Written exercise A: Please pull out every row that contains the string "wooden", treating uppercase and lowercase as different.

──────── Quoted passage

30 May 2021DEA approves Plan for Thor + SEA; site narrowed to 286 km²
24 Jun 2021Final tender conditions published (post-negotiation)
1 Jul 2021Statutory executive orders enter force
8 Nov 2021Final bid deadline
25 Nov 2021DEA announces lottery required — multiple bidders tied at 0.01 øre/kWh + 1,000 MW
1 Dec 2021 11:00Lottery drawn — Thor Wind Farm I/S (RWE) wins. DKK 2.8 bn expected state transfer announced
~mid-Jan 2022Concession agreement signed (DEA's stated 4–6 week window)
2022–2024Offshore EIA conducted by concessionaire (post-award)
Q1 2025Grid connection window opens
End 2027Full commissioning deadline

Elapsed time summary:

  • Energy Agreement → Contract Notice: ~27 months
  • Contract Notice → Final bid: ~14 months
  • Final bid → Winner (via lottery): 23 days
  • Total from Energy Agreement to winner: ~3.5 years

(UK AR6's equivalent from Core Parameters to results was ~9.5 months — Denmark runs a much longer process, justified by the combined scope and the site-specific environmental work.)


5. CfD contract mechanics — delta from AR6

The Thor CfD has the same headline "two-way CfD" shape as the UK CfD (strike price, reference price, settlement against the difference) but differs in five load-bearing ways. Each is stated here as a specific delta against AR6 §5.

5.1 Strike price is fixed in nominal DKK, NOT indexed

The winning bid-price (0.01 øre/kWh for Thor) is a fixed nominal amount that applies across the entire 20-year contract. There is no CPI indexation, no re-basing, no annual adjustment. The EU State Aid Decision spells this out explicitly: "The offered bid price is a fixed amount in DKK/kWh (in current prices) and will not be indexed".

Implication for bidders: inflation over 20 years erodes the real value of the strike price linearly. At 2% annual inflation, a nominal 0.01 øre/kWh is worth ~0.0067 øre/kWh in real terms by year 20. For a "payment to state" direction, this benefits the concessionaire (obligation erodes). For a "state subsidy" direction, the opposite.

Contrast with UK AR6: strike prices are CPI-indexed annually from a 2012 base year, with re-basing formulae to accommodate ONS CPI revisions. Real-terms value is preserved.

5.2 Explicit payment caps on BOTH sides

Thor has two aggregate payment caps set in the concession agreement:

  • State payment cap: the maximum total net amount the Danish state will ever pay the concessionaire over the 20-year CfD term, before state subsidy stops.
  • Concessionaire payment cap: the maximum total net amount the concessionaire must ever pay the state, before the concessionaire's obligation stops and all further market revenue is retained.

────────────────
──────── Dataset records

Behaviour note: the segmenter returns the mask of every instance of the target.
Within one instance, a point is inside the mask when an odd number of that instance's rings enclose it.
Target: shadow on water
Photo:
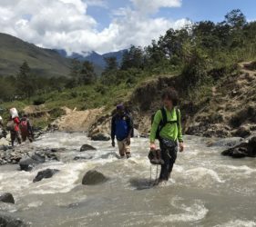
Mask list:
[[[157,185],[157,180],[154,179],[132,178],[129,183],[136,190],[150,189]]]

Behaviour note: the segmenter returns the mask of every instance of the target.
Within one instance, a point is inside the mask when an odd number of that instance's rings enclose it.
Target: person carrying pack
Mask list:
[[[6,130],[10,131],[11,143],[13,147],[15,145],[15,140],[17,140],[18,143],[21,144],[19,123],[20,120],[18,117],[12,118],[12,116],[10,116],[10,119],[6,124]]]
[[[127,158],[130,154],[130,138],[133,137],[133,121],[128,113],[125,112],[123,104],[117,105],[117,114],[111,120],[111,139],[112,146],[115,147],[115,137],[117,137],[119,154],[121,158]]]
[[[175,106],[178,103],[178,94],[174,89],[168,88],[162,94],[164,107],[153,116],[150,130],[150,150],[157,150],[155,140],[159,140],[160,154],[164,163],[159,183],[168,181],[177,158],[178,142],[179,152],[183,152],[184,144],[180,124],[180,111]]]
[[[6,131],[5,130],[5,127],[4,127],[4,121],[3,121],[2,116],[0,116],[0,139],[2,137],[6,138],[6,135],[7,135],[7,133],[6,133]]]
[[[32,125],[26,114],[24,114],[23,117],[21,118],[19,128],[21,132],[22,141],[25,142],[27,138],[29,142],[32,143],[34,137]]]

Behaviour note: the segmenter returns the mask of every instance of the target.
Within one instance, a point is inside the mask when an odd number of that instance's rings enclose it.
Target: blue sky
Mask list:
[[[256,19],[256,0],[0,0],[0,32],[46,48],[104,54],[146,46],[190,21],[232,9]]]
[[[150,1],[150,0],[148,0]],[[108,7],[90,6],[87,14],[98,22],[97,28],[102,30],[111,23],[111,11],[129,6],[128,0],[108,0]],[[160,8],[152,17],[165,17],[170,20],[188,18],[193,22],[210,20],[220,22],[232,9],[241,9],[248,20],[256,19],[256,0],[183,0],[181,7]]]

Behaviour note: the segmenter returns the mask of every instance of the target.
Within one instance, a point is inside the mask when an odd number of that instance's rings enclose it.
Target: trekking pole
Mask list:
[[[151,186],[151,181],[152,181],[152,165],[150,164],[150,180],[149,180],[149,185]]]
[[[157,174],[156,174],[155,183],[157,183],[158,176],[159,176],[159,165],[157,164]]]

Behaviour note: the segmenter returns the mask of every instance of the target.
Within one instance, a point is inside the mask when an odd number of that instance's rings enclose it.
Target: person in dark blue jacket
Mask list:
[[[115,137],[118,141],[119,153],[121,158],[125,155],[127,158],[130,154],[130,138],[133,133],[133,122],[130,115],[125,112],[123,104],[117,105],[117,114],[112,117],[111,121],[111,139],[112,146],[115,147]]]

────────────────
──────── Dataset records

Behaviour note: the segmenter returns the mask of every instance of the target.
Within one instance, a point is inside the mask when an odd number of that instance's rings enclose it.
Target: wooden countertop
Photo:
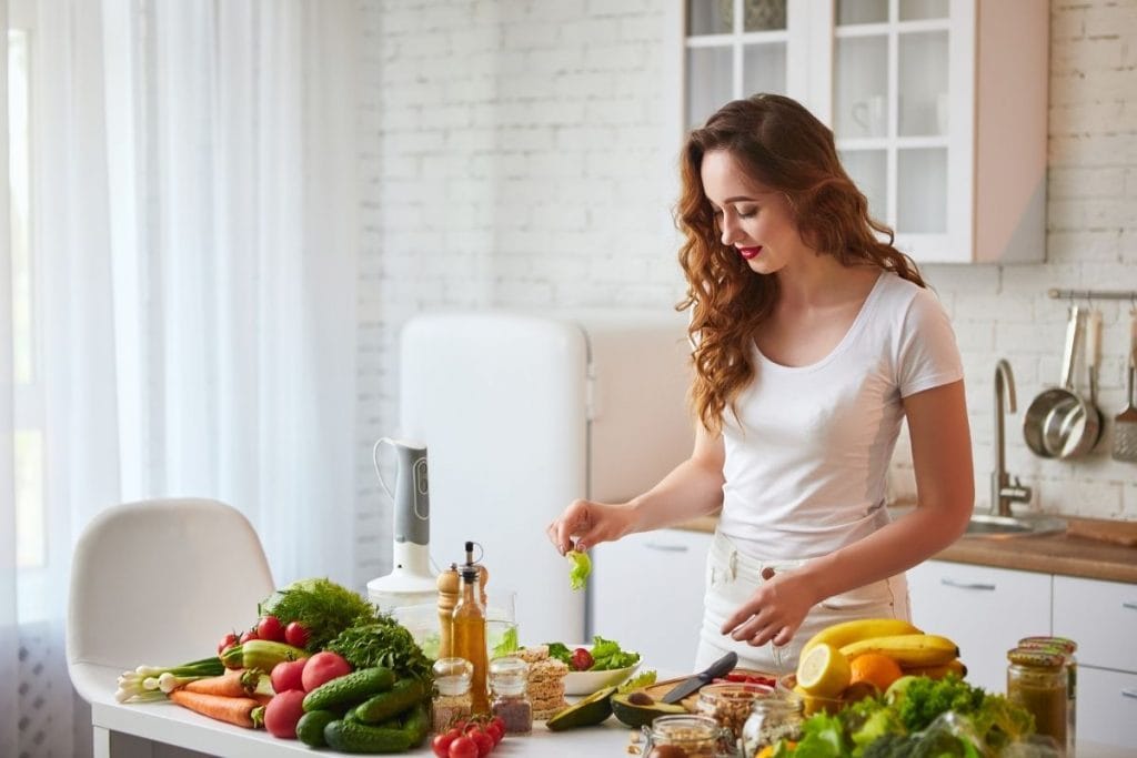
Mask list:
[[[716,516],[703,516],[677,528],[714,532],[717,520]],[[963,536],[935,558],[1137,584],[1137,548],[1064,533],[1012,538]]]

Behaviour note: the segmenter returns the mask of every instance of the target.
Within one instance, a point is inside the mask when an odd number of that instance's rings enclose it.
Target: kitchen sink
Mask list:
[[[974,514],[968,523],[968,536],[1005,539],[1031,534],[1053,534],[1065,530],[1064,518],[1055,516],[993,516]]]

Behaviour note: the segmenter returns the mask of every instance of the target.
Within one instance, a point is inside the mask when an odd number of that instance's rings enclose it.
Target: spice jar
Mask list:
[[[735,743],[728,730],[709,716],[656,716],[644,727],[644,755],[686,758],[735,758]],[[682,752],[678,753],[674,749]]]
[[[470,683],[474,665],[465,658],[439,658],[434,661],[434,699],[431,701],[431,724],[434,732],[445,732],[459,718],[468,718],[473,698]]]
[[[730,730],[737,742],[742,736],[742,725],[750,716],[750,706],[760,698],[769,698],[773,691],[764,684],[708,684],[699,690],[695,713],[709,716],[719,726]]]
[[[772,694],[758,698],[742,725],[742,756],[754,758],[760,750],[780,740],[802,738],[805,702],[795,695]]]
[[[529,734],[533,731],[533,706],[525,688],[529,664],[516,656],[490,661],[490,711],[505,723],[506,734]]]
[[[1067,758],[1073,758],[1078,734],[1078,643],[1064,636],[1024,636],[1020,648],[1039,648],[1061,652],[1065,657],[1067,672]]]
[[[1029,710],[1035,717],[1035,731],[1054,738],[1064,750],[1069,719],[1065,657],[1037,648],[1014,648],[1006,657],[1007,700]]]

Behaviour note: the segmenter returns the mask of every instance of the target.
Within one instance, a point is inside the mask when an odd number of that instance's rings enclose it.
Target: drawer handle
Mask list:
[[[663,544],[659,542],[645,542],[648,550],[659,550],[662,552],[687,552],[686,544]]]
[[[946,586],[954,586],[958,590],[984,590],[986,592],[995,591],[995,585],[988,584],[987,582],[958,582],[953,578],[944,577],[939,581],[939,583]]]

────────────────
──────── Dataset records

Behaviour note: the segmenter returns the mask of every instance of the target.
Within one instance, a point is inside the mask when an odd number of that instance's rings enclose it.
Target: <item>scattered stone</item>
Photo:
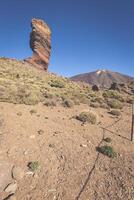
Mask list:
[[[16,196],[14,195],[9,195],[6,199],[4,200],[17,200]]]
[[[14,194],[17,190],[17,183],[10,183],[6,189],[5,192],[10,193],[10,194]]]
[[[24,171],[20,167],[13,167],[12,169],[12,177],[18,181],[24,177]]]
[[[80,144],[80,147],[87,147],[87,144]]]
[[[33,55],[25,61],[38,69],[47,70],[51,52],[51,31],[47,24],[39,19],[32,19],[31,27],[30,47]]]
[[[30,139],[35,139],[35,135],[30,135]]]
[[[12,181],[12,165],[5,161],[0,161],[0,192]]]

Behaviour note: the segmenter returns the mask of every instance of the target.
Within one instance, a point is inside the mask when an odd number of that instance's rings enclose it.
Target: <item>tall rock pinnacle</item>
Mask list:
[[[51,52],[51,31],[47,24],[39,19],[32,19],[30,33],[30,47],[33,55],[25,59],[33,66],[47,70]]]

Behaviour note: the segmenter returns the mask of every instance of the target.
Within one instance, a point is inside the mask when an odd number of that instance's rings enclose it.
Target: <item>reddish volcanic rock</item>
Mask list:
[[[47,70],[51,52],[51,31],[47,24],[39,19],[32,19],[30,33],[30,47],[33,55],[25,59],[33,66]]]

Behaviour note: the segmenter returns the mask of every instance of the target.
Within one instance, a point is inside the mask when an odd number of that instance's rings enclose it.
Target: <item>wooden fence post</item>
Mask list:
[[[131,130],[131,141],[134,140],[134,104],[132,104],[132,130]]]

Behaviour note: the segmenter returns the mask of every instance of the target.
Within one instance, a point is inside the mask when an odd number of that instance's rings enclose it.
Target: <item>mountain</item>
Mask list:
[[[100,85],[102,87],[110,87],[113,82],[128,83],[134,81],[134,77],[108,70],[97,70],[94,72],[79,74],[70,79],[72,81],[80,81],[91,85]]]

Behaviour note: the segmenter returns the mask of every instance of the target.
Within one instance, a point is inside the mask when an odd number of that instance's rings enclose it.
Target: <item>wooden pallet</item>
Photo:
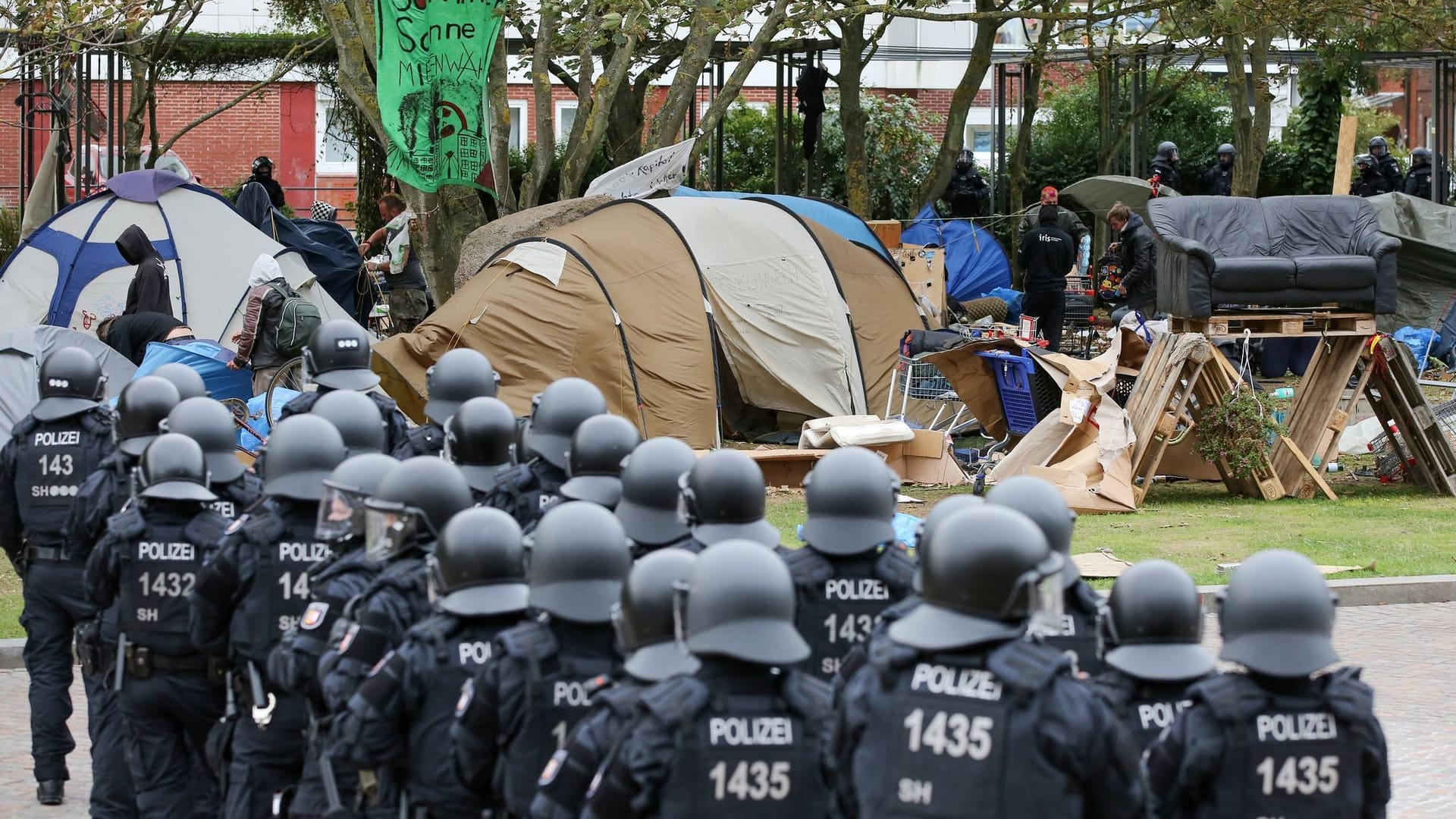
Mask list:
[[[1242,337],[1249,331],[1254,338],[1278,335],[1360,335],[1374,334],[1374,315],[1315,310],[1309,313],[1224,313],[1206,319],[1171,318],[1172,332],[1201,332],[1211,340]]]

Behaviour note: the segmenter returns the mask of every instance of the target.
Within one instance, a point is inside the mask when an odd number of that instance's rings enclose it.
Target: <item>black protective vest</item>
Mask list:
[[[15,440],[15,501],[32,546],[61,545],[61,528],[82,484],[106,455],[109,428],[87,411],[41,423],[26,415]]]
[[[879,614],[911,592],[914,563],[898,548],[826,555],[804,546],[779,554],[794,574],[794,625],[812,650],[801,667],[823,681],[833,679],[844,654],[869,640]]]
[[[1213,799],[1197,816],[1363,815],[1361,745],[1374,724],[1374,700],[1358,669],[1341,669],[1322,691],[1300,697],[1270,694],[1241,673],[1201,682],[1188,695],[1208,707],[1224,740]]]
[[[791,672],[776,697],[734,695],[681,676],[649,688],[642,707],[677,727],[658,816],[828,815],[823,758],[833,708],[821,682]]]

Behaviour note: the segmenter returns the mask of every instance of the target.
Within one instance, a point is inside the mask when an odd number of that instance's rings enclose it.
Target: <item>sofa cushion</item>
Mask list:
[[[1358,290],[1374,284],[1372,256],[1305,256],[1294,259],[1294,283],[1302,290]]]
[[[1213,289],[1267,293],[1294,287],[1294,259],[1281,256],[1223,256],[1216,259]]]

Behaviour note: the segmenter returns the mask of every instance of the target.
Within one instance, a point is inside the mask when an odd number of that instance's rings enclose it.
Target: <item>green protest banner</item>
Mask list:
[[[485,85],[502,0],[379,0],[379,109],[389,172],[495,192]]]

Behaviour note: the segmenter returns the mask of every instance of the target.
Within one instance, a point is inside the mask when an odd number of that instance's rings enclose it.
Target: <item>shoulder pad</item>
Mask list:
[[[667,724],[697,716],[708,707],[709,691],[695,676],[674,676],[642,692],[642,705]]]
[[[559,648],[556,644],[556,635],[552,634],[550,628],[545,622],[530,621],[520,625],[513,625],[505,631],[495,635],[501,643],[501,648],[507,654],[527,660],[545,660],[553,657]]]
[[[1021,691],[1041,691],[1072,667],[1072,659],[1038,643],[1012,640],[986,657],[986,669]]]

────────────────

Written exercise B: In the Thor wind farm tender text, how long is the contract over which the fixed winning bid price applies?

Exercise answer A:
Target: wooden countertop
Target: <item>wooden fence post</item>
Target: <item>wooden pallet</item>

Exercise answer B: 20 years.